▶ [What is expected]: Replace each occurrence of "Target" with "Object" in the entries below and write them all out again with nothing else altered.

[Location identification items]

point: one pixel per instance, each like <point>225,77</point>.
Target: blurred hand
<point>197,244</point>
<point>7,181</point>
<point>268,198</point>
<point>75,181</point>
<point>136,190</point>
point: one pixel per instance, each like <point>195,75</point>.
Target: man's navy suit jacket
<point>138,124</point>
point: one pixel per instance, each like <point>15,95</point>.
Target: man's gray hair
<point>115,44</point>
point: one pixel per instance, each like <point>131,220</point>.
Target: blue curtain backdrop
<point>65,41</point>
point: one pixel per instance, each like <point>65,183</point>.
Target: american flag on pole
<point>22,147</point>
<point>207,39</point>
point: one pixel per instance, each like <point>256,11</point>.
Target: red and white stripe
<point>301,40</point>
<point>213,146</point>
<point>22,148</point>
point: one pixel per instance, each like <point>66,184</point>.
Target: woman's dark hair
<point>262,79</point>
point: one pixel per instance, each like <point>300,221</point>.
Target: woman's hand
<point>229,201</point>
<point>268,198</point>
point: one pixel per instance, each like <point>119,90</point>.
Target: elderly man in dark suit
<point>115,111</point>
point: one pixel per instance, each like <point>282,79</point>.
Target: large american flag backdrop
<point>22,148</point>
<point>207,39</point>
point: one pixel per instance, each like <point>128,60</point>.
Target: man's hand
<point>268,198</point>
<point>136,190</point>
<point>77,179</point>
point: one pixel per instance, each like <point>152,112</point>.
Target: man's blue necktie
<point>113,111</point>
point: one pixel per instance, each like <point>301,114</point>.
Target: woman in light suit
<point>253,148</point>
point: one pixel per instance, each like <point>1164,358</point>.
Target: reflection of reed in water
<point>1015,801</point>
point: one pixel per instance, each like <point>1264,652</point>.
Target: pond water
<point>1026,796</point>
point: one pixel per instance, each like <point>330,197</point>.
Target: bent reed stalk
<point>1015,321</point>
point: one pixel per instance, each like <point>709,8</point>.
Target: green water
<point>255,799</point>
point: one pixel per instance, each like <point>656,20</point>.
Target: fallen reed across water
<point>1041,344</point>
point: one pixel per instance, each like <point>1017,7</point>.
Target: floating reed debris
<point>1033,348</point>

▶ [Written solution]:
point: one pixel per instance, each like <point>225,77</point>.
Object: blurred hand
<point>197,244</point>
<point>7,181</point>
<point>268,198</point>
<point>75,181</point>
<point>136,190</point>
point: one pixel per instance, each like <point>195,75</point>.
Object: man's navy suit jacket
<point>138,124</point>
point: one pixel per instance, each like <point>15,95</point>.
Object: man's gray hair
<point>115,44</point>
point: one pixel per instance, each like <point>131,220</point>.
Object: blue curtain backdrop
<point>65,41</point>
point: one pixel per instance, each like <point>65,183</point>.
Object: american flag on pole
<point>22,147</point>
<point>207,39</point>
point: one pixel per instance, each like <point>256,11</point>.
Object: red and white stripe
<point>301,40</point>
<point>213,146</point>
<point>22,148</point>
point: one pixel per instance, each like <point>66,184</point>.
Object: woman's dark hair
<point>262,79</point>
point: one pixel per instance, each like <point>300,221</point>.
Object: woman's hand
<point>229,201</point>
<point>268,198</point>
point: one pixel per instance, each like <point>119,90</point>.
Object: elderly man in dark suit
<point>115,111</point>
point: one pixel per instance, each like <point>282,79</point>.
Object: large american flag backdrop
<point>22,148</point>
<point>207,39</point>
point: one pixel per instance, each like <point>128,60</point>.
Object: man's hand
<point>268,198</point>
<point>136,190</point>
<point>77,179</point>
point: one pixel per instance, each like <point>152,112</point>.
Object: man's blue necktie
<point>113,111</point>
point: one pixel per instance, each like <point>301,114</point>.
Object: woman in light suit
<point>253,148</point>
point: one pixel per instance, each like <point>1164,358</point>.
Object: reflection of reed in water
<point>1015,801</point>
point: one pixel per instance, each like <point>1264,652</point>.
Object: pond water
<point>1026,796</point>
point: one pixel per instance, each like <point>330,197</point>.
Object: bent reed stalk
<point>1015,321</point>
point: one pixel per instance, each like <point>709,8</point>.
Object: green water
<point>255,799</point>
point: one pixel per instance, each like <point>656,20</point>.
Object: fallen reed across water
<point>1041,344</point>
point: one pixel per instance, each like <point>1017,7</point>.
Object: floating reed debris
<point>1033,348</point>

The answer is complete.